TASK DETAILS:
Lines before the one containing "Every instance of the fascinator" are excluded; retype that line and all remaining lines of the material exactly.

(Excerpts of location labeling data)
··········

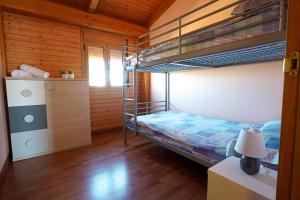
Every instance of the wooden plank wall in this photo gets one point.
(47, 45)
(106, 103)
(51, 46)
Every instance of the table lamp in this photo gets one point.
(250, 144)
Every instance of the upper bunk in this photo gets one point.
(216, 34)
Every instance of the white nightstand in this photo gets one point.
(227, 181)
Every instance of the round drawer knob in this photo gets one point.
(29, 118)
(26, 93)
(29, 143)
(50, 87)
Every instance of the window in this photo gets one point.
(115, 67)
(96, 62)
(103, 72)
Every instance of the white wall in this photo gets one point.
(181, 7)
(247, 93)
(4, 150)
(3, 129)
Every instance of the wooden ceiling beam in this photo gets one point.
(58, 12)
(93, 5)
(159, 11)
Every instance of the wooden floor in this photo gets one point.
(106, 170)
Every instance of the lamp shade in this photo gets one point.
(251, 143)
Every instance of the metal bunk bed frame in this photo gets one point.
(256, 49)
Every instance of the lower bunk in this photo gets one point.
(204, 140)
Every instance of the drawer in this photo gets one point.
(27, 118)
(29, 144)
(25, 92)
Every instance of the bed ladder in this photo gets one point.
(129, 99)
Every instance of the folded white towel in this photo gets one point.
(20, 73)
(34, 71)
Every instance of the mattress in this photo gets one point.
(204, 137)
(233, 30)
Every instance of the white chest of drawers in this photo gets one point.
(47, 115)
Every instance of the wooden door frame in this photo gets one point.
(288, 172)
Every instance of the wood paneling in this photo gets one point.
(159, 11)
(289, 160)
(47, 45)
(79, 4)
(136, 11)
(106, 103)
(51, 10)
(68, 114)
(107, 170)
(93, 6)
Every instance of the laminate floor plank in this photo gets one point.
(106, 170)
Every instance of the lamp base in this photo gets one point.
(250, 165)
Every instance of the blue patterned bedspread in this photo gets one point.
(198, 131)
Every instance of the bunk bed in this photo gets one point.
(253, 32)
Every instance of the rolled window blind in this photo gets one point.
(96, 66)
(115, 67)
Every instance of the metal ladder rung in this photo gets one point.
(130, 128)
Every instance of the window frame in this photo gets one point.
(106, 56)
(105, 63)
(108, 65)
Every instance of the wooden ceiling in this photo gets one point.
(142, 12)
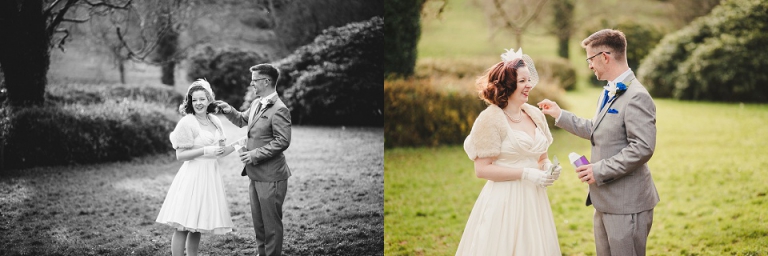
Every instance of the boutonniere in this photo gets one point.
(617, 89)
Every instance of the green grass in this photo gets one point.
(333, 205)
(709, 167)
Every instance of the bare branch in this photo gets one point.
(61, 42)
(76, 20)
(59, 17)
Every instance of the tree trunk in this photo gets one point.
(121, 69)
(562, 47)
(167, 46)
(24, 52)
(167, 68)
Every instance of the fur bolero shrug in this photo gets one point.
(490, 129)
(187, 129)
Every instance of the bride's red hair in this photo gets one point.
(499, 82)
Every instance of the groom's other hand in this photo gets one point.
(550, 108)
(585, 174)
(245, 157)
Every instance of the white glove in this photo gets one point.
(555, 172)
(538, 177)
(210, 150)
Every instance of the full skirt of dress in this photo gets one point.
(512, 217)
(196, 200)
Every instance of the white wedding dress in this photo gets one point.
(512, 217)
(196, 200)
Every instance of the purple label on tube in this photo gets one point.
(581, 161)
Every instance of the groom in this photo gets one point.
(269, 134)
(623, 137)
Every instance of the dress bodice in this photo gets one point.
(520, 150)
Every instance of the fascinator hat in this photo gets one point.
(518, 60)
(204, 84)
(186, 106)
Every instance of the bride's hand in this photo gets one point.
(556, 169)
(538, 177)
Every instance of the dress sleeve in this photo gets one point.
(183, 136)
(541, 121)
(220, 127)
(487, 133)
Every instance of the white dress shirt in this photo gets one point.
(263, 103)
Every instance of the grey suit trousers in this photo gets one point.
(267, 212)
(622, 234)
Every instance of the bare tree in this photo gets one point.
(562, 24)
(514, 16)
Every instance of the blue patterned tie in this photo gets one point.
(605, 100)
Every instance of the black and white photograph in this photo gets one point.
(191, 127)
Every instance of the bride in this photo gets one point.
(508, 144)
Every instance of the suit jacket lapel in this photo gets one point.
(263, 109)
(610, 102)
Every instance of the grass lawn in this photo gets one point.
(709, 167)
(333, 207)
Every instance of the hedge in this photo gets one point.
(718, 57)
(226, 69)
(417, 113)
(337, 79)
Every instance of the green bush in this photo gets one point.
(403, 29)
(79, 133)
(337, 79)
(558, 69)
(227, 70)
(641, 39)
(418, 115)
(719, 57)
(99, 93)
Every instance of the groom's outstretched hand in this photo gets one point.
(585, 174)
(226, 108)
(550, 108)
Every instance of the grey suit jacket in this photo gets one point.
(623, 136)
(269, 135)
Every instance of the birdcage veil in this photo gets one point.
(511, 55)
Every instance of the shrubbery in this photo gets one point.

··········

TASK OUTPUT:
Every instance of the fascinator hat in this photo gets one point.
(518, 60)
(204, 84)
(186, 106)
Every instance of the bride's hand in this photo gets one point.
(556, 169)
(538, 177)
Every instance of the dress sleeve in this photo gets one point.
(183, 136)
(541, 121)
(220, 127)
(487, 133)
Every instance of the white dress shirt in this photo gets one point.
(263, 103)
Every instance of the grey suit trousers in this photo gets one point.
(267, 212)
(622, 234)
Every instance of the bare tree in this photo gets one point.
(562, 24)
(514, 16)
Every instance of the blue patterned tie in this photo gets one point.
(605, 100)
Every instance of the black and white photograph in this photo gets one point.
(191, 127)
Every instance of the bride in this photo gets one point.
(508, 144)
Every instance of the suit jacket lapel in this photo gets one point.
(263, 109)
(610, 102)
Every instance of the grass lawn in this photo gets one point.
(709, 167)
(333, 207)
Every instance of the hedge in this photo gets one point.
(718, 57)
(226, 69)
(417, 113)
(337, 79)
Every instance of the green bush in this photo gets one point.
(403, 29)
(79, 133)
(337, 79)
(558, 69)
(227, 70)
(641, 39)
(418, 115)
(719, 57)
(99, 93)
Every instance of the groom's outstretched hand in this photo gets one point.
(585, 174)
(226, 108)
(550, 108)
Every instance of the grey suit jacket in this photo gets one point.
(623, 136)
(269, 135)
Every instance of the birdcage veil in this photo gets one point.
(511, 55)
Every instance of the shrubbery in this photo gets one point.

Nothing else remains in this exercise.